Copy every entry below word for word, leaving each line unchanged.

Dataset records
____________________

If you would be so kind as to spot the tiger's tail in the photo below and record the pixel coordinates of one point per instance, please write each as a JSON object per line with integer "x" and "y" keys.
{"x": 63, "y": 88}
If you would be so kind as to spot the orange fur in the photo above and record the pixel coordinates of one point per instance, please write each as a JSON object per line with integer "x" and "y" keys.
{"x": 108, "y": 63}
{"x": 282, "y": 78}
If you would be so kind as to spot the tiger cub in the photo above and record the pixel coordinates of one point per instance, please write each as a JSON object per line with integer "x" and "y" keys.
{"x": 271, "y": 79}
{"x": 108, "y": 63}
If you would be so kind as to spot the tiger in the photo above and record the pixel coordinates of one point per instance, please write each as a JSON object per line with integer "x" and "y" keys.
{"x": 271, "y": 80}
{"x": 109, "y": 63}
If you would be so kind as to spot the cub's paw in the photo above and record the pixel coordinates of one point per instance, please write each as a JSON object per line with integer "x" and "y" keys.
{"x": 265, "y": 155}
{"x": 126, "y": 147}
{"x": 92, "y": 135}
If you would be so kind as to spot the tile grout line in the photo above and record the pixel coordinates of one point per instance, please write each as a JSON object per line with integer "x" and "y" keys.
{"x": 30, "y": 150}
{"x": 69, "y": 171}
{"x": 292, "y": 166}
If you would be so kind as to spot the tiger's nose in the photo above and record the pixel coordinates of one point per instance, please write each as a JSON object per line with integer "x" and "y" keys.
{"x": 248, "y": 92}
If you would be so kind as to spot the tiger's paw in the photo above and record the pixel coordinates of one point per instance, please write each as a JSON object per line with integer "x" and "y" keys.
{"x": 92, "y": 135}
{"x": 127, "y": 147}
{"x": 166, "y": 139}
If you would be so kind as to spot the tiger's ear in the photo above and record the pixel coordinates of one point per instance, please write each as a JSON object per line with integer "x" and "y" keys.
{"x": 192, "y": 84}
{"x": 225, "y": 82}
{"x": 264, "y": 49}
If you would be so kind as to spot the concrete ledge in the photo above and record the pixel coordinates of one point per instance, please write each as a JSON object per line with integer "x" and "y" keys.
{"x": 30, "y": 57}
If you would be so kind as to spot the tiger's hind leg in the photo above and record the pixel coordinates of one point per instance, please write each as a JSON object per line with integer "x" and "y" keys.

____________________

Expected output:
If you would be so kind as to spot the tiger's tail in the photo below and record the pixel coordinates of one point per instance, please write each as a JSON object per line with integer "x" and "y" keys.
{"x": 63, "y": 88}
If you would be so kind as to spot the orange fur in the photo above and record the pixel coordinates of one point per instance, please write each as a JSON object per line with integer "x" and "y" keys.
{"x": 108, "y": 63}
{"x": 282, "y": 78}
If you would be so kind as to spot the tiger cub in the photo above and record the pixel coordinates of one point per instance, please write each as a JSON object per line with integer "x" and "y" keys.
{"x": 271, "y": 79}
{"x": 108, "y": 63}
If you would be so kind as to spot the tiger in the photo above and record the pixel coordinates of one point per instance, please write each as a JSON object per line with integer "x" and "y" keys.
{"x": 271, "y": 80}
{"x": 109, "y": 63}
If you would be so kind as to spot the cub's paw in the photo above and record the pixel coordinates of one point per instance, please write each as a JSON object per line with integer "x" and "y" keys.
{"x": 265, "y": 155}
{"x": 126, "y": 147}
{"x": 92, "y": 135}
If you would be so kind as to spot the tile grout line in the photo above and record the pixel coordinates of one point per instance, please write each as a JSON object per line with integer "x" and "y" keys.
{"x": 30, "y": 150}
{"x": 69, "y": 171}
{"x": 292, "y": 166}
If you would be so kind as to spot the tiger's nose in the photo above and record the pixel coordinates of one point per instance, please write each as a JSON object per line with integer "x" and "y" keys.
{"x": 248, "y": 92}
If you would be so kind as to spot the tiger's paw in the photo above and record the pixel coordinates of one point per instance, please write each as a JSON object per line with integer "x" and "y" keys.
{"x": 92, "y": 135}
{"x": 127, "y": 147}
{"x": 166, "y": 139}
If you would be so kind as to spot the tiger's ear in the photo above and record the pixel coordinates of one point per instance, please write each as a JSON object per line with integer "x" and "y" keys.
{"x": 192, "y": 84}
{"x": 225, "y": 82}
{"x": 264, "y": 49}
If you would be so kind as to spot the concrete ledge in the photo above and record the pixel coordinates of one point per instance, please write each as a JSON object per line with integer "x" and "y" keys.
{"x": 30, "y": 57}
If you would be so kind as to spot the tiger's hind leg in the photo above and record the pixel coordinates of one point per instance, please write each as a JSON object per line with integer "x" and "y" keys.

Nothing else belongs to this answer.